Work instruction
Lines to restate from the data below: from the one containing "Locate the hillside" to the one containing "Locate the grazing", both included. Give them again exactly, and only them.

The data

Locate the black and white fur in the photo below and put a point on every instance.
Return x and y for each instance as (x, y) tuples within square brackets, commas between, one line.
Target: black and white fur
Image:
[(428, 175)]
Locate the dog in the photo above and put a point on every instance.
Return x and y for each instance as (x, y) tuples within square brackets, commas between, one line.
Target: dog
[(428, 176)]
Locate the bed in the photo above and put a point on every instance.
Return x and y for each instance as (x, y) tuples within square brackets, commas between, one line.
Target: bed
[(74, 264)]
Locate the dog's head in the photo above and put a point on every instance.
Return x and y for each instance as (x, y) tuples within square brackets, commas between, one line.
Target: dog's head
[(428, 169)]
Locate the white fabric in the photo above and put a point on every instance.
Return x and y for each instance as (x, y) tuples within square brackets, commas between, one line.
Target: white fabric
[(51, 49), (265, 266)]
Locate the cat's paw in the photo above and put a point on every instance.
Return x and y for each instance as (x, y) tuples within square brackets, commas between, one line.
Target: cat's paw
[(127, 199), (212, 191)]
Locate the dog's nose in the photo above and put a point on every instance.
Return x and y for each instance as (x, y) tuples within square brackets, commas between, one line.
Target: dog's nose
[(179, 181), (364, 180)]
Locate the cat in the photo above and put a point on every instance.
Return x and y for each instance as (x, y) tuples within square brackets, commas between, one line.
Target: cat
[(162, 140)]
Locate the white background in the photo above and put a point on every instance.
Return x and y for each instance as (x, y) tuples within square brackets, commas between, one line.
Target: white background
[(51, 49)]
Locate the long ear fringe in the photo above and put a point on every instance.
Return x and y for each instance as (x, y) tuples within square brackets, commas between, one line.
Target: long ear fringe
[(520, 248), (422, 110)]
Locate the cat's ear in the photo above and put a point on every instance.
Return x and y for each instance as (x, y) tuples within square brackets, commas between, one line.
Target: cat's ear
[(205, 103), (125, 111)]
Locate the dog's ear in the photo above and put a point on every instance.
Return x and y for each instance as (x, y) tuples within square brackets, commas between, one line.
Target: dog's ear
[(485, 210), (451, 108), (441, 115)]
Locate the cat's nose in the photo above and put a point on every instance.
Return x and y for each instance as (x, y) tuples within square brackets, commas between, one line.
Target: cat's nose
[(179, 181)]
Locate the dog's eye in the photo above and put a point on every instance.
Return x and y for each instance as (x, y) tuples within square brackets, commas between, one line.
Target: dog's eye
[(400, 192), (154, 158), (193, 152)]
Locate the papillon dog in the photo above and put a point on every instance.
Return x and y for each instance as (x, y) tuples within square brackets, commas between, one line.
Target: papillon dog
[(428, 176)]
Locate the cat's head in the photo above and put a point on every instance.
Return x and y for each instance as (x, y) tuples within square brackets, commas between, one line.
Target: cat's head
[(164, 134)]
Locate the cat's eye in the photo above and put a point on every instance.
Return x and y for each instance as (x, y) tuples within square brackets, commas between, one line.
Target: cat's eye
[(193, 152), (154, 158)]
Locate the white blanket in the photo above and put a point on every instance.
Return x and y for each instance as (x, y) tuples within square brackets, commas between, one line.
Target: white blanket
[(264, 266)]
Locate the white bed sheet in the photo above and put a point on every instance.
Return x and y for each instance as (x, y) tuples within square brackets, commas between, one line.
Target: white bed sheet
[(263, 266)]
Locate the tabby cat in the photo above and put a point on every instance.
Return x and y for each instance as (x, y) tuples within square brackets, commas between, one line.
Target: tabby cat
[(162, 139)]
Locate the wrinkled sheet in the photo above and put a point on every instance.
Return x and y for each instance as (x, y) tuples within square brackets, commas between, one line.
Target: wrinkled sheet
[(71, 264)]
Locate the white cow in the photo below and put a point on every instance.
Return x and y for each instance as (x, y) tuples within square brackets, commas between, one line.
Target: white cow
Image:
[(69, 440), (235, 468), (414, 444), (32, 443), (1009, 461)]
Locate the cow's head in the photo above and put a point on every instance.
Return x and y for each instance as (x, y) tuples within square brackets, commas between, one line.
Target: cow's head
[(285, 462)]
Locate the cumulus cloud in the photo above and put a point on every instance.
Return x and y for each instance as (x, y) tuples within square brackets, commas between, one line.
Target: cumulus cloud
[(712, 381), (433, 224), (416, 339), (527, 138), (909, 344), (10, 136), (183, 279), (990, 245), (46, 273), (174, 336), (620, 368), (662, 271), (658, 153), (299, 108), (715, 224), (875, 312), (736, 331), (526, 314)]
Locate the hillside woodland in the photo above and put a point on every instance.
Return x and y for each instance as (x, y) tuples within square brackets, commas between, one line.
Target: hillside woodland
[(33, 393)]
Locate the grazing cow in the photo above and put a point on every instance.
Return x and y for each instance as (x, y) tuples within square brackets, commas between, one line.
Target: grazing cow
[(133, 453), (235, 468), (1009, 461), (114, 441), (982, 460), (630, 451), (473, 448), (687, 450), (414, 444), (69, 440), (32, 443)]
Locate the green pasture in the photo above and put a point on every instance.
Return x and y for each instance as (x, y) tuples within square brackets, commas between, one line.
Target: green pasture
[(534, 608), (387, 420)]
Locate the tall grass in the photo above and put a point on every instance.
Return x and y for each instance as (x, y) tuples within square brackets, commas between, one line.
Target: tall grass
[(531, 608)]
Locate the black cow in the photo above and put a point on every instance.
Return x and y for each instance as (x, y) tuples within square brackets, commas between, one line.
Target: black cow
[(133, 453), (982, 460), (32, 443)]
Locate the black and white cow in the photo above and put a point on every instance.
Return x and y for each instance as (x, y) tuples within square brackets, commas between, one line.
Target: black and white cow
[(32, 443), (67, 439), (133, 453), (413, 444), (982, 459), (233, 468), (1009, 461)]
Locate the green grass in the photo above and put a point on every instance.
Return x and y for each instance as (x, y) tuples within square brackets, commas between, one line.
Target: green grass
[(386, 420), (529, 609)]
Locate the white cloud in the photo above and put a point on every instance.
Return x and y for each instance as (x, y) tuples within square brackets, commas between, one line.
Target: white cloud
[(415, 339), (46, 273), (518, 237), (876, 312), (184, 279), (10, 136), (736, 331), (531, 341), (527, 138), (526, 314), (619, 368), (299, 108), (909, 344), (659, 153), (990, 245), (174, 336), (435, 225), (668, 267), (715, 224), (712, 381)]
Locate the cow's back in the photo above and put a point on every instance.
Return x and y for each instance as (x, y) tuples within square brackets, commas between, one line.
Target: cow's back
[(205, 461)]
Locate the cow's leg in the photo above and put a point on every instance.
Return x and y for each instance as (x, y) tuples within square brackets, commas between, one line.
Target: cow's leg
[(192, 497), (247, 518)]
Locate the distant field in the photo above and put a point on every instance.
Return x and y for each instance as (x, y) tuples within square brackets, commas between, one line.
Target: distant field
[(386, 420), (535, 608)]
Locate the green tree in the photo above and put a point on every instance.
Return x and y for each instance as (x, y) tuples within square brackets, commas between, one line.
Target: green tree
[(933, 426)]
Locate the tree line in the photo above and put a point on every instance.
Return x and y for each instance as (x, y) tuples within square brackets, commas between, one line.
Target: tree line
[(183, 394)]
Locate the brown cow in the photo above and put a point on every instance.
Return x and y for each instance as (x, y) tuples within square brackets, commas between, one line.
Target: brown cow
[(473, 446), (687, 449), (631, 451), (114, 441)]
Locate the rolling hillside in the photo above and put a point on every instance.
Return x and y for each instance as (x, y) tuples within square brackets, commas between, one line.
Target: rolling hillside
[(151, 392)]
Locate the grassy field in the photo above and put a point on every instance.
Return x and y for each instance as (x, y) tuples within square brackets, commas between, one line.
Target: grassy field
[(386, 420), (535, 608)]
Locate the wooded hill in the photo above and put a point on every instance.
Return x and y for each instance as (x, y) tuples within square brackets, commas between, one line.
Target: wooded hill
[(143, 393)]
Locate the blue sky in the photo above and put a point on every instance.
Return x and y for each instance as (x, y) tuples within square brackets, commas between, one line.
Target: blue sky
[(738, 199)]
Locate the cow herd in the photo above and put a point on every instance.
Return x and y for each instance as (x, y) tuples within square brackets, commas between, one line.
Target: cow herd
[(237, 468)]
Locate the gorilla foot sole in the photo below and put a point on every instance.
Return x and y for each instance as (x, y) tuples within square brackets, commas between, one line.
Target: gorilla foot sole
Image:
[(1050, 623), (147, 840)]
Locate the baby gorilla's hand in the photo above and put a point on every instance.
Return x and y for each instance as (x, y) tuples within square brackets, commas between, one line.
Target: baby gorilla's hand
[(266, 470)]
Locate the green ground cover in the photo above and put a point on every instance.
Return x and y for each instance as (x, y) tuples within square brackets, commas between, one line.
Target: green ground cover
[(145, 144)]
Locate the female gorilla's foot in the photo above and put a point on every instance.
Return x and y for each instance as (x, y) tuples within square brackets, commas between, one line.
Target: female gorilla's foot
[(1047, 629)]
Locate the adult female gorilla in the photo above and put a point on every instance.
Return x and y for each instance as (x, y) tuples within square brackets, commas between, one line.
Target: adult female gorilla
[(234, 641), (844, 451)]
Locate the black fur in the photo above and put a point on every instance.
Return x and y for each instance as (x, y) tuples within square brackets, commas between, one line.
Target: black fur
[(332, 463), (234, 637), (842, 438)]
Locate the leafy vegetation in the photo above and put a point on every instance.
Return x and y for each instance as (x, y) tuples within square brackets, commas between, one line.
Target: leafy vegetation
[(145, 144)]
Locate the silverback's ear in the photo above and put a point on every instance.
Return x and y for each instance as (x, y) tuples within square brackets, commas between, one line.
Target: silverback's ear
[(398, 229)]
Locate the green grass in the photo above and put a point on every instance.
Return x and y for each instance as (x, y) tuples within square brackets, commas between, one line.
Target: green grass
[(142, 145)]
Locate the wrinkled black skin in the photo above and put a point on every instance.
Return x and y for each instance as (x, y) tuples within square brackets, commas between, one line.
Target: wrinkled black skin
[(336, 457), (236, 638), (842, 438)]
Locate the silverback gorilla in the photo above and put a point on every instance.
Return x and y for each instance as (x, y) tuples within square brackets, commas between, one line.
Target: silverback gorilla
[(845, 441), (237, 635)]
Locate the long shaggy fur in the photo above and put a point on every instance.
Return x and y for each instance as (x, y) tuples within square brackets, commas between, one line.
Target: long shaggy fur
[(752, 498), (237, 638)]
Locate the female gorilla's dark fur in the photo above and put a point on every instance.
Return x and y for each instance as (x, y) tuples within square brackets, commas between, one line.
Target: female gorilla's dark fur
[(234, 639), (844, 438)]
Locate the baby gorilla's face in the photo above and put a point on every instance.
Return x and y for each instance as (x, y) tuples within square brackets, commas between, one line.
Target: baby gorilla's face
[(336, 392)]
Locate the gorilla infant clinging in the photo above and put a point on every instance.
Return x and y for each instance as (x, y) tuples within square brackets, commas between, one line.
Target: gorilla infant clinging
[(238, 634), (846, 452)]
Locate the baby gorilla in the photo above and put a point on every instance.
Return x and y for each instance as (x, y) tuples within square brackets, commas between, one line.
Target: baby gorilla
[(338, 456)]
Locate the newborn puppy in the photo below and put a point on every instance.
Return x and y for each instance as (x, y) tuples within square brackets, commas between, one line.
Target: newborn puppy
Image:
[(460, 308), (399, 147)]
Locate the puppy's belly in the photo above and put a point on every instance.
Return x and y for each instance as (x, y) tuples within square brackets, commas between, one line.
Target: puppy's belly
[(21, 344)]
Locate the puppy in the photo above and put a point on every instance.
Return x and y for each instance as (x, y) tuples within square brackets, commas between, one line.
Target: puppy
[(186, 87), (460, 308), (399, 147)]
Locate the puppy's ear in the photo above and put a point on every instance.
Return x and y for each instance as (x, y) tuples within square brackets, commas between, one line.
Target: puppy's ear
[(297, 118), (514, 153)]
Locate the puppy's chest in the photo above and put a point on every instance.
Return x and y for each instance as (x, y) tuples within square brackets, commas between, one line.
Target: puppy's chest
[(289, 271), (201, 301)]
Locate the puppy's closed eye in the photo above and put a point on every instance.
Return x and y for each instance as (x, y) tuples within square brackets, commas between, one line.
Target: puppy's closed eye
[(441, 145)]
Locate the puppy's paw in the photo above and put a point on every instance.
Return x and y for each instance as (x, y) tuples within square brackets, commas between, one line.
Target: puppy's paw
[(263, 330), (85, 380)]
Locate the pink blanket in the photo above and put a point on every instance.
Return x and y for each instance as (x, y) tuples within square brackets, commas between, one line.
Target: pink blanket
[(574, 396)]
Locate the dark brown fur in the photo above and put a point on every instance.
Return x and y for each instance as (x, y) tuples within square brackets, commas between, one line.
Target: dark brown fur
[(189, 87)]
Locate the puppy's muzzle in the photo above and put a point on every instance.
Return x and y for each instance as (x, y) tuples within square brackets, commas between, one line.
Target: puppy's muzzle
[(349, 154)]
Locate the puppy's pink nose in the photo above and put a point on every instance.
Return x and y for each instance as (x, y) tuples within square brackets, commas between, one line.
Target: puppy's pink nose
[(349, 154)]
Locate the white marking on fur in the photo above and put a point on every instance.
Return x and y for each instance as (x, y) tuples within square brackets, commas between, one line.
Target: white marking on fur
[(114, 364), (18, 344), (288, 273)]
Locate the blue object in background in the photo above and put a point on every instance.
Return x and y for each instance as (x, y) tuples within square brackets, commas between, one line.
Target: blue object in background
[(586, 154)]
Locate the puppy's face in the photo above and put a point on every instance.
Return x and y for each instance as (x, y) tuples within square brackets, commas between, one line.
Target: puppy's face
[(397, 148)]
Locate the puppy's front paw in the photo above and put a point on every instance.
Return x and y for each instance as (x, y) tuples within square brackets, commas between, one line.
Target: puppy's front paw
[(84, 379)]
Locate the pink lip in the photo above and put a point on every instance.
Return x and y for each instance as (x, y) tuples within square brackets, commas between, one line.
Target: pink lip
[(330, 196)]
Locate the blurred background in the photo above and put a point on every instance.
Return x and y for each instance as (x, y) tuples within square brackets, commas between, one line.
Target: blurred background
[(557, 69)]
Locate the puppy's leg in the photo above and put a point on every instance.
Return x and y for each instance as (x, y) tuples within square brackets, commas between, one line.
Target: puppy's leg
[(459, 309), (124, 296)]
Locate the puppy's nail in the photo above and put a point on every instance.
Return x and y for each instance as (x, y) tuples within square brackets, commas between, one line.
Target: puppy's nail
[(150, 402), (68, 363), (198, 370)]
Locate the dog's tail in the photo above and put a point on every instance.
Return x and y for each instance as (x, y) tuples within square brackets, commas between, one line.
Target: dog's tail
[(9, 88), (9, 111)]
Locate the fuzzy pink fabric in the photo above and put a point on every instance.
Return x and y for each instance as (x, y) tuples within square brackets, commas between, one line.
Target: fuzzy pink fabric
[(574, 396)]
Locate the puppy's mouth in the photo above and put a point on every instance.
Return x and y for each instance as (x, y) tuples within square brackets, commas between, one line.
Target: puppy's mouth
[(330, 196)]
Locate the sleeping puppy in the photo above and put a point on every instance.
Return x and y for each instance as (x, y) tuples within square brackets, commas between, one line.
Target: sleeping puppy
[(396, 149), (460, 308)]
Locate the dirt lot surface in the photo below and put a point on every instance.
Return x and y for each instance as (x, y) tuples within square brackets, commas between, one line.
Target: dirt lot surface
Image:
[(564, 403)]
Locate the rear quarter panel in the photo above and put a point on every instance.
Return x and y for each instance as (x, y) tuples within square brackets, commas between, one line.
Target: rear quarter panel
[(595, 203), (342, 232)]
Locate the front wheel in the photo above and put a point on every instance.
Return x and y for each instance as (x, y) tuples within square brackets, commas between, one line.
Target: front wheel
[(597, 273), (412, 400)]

Task result
Locate the hillside woodland in the photo above and put a point on every instance.
Return x and y for each instance as (x, y) tuples within square brackets, commas between, one line.
Target: hillside woodland
[(33, 393)]
Locate the grazing cow in the photo above and put a point on every instance.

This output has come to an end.